_SHORT EXERCISE_
Write out the lines of the listing between the line holding "Doubt it, but the tire" and the line holding "0;32;343;161", inclusive, reproducing them exactly.

_EXTRACTED INFORMATION_
********************

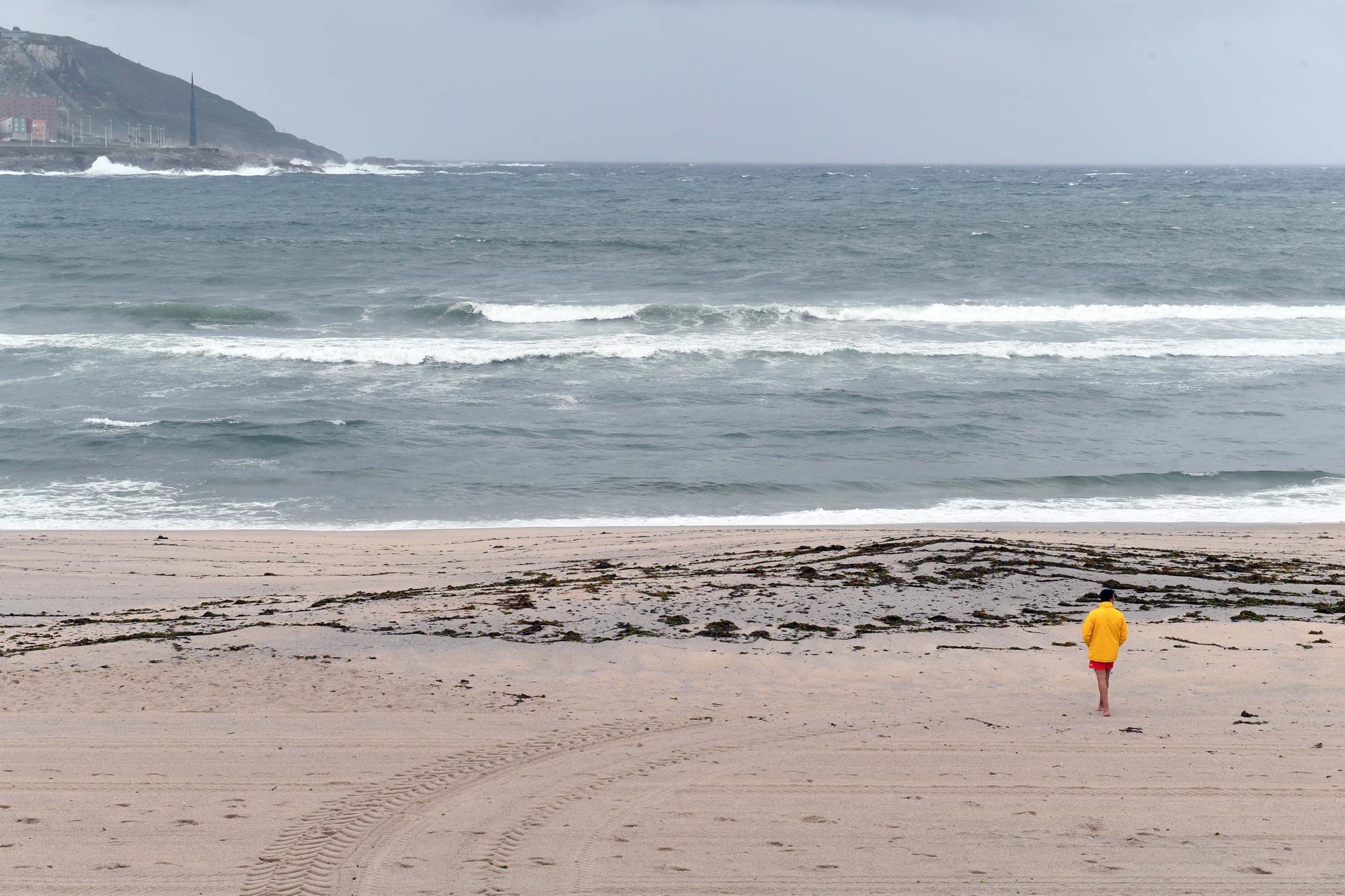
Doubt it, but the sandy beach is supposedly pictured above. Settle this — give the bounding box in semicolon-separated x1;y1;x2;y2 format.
0;526;1345;895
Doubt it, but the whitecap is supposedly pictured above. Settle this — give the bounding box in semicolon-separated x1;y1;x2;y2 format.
79;417;161;429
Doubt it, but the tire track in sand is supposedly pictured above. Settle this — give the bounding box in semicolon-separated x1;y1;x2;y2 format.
242;720;705;896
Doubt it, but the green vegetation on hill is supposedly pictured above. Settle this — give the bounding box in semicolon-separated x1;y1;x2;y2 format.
0;32;343;161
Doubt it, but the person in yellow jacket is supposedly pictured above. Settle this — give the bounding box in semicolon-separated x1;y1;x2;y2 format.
1084;588;1128;716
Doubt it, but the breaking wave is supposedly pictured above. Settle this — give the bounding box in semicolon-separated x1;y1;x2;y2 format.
0;301;293;325
0;156;422;177
79;417;159;429
369;298;1345;325
0;477;1345;530
7;333;1345;366
455;301;648;323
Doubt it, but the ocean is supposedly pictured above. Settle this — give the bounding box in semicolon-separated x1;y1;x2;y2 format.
0;163;1345;529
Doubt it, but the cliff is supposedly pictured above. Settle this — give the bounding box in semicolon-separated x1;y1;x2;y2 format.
0;31;344;163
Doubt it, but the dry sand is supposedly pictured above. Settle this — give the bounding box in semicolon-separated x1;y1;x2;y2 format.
0;528;1345;895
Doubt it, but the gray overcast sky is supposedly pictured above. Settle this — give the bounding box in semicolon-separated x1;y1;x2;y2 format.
10;0;1345;163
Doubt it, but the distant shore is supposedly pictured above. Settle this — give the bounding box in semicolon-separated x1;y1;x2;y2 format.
0;142;334;173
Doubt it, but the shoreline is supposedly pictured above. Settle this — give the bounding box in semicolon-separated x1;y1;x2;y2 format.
0;526;1345;896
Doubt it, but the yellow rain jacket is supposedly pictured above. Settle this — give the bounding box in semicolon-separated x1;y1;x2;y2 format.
1084;600;1128;663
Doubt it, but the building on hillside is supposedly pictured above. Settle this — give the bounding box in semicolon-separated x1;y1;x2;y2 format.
0;116;31;140
0;94;56;141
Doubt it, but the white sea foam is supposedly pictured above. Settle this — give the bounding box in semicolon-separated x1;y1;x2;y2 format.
7;156;421;177
313;161;421;177
0;479;280;530
463;301;648;323
438;479;1345;529
7;332;1345;366
79;417;159;429
771;302;1345;324
0;478;1345;530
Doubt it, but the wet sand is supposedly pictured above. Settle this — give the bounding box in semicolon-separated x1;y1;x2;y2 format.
0;528;1345;893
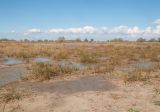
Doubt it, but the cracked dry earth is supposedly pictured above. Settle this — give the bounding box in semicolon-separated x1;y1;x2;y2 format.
1;75;160;112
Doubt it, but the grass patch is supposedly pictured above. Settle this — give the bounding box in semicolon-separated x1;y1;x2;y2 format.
124;69;150;82
127;108;140;112
153;101;160;106
79;51;97;63
23;63;79;81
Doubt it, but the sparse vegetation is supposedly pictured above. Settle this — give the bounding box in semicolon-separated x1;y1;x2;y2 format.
124;69;150;82
22;63;78;81
128;108;140;112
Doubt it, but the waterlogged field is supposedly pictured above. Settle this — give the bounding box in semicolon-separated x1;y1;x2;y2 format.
0;42;160;112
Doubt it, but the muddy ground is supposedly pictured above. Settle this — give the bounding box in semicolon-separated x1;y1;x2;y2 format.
0;60;160;112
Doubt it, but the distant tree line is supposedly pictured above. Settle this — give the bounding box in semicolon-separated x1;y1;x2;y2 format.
0;37;160;42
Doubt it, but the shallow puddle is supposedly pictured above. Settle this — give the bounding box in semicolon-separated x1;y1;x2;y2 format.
131;62;156;69
58;60;87;69
2;58;23;65
32;57;51;63
0;67;26;87
18;76;116;94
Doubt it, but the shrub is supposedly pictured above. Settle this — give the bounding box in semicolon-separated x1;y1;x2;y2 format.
79;51;97;63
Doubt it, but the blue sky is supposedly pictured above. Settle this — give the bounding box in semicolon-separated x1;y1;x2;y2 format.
0;0;160;40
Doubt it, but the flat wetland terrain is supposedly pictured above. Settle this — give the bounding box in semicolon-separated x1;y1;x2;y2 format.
0;42;160;112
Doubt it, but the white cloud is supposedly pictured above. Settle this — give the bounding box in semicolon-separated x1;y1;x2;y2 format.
28;28;41;33
48;26;96;34
11;30;15;33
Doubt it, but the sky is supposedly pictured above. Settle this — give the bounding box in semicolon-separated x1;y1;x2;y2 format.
0;0;160;40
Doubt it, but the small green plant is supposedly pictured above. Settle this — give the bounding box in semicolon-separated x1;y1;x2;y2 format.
153;101;160;106
128;108;140;112
0;86;30;112
154;88;160;95
124;69;150;82
79;51;97;63
27;63;54;81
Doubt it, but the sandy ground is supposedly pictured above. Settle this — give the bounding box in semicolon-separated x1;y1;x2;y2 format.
1;75;160;112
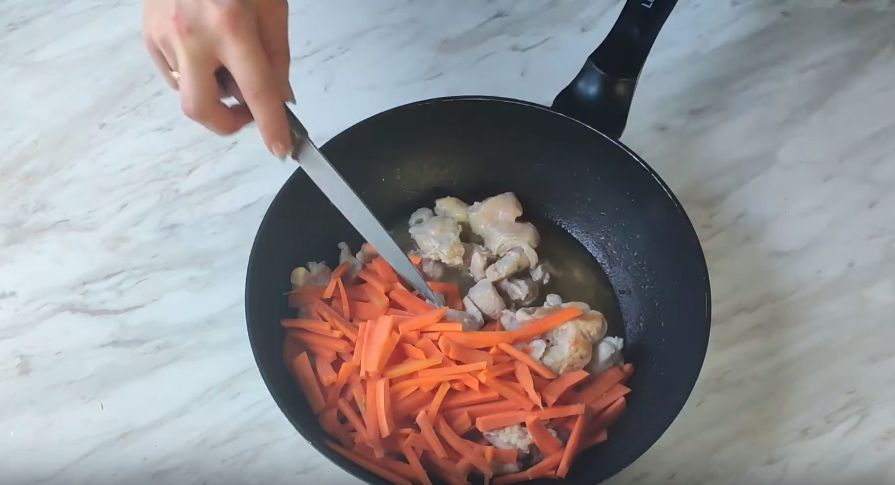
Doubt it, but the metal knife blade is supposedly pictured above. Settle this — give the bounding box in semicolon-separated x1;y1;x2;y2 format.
286;107;442;305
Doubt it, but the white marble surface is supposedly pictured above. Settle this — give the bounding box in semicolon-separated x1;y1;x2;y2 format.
0;0;895;485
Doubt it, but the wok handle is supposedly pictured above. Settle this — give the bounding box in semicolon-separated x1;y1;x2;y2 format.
552;0;677;139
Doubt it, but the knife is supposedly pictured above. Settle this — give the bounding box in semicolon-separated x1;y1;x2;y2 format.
286;106;443;306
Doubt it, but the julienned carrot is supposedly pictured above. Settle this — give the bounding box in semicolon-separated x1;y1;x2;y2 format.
525;416;562;455
292;352;326;414
509;306;582;343
388;288;435;315
382;355;442;379
541;370;590;406
428;382;451;416
326;441;413;485
398;308;448;334
513;360;553;407
556;414;587;478
369;258;398;284
416;411;447;459
497;340;560;379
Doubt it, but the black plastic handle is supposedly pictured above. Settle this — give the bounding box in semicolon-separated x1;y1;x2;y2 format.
552;0;677;139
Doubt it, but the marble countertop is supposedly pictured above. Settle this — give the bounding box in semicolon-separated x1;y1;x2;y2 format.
0;0;895;485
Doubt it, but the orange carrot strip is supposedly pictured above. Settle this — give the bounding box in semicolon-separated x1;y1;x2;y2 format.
420;362;488;377
388;288;435;315
336;399;367;436
541;370;590;406
401;342;428;364
292;352;326;414
402;440;432;485
509;307;582;343
497;340;556;379
441;389;500;409
556;414;587;478
289;330;351;352
382;355;442;379
369;258;398;284
428;382;451;416
525;448;563;480
398;308;448;334
484;377;534;411
314;300;357;342
513;360;552;407
445;346;494;367
357;268;391;293
376;379;395;438
437;416;494;474
416;411;447;459
326;440;413;485
525;416;562;456
314;356;339;387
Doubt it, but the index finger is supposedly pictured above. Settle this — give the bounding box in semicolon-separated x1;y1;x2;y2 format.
221;35;292;158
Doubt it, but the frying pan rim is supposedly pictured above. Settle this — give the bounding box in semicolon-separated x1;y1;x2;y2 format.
244;95;712;483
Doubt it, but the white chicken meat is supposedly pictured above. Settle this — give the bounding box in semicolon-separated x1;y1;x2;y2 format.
410;214;464;266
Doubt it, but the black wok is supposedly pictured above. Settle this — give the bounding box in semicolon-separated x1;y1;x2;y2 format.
246;0;711;485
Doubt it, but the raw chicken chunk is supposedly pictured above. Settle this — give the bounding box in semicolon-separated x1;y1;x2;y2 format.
466;280;507;320
410;215;464;266
435;197;469;222
290;261;333;289
463;243;495;281
482;424;534;454
585;337;625;375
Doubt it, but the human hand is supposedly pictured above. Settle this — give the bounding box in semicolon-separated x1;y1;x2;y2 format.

********************

_IN RESPONSE_
Doubt it, but the tire track in sand is supposedly pictured above. Settle this — give the bounding box in semicolon-separated x1;y1;x2;y2 format.
242;720;705;896
Doubt it, but the green vegetation on hill is supposedly pictured above. Settle this — give the bounding box in semicolon-separated x1;y1;x2;y2 format.
0;32;343;161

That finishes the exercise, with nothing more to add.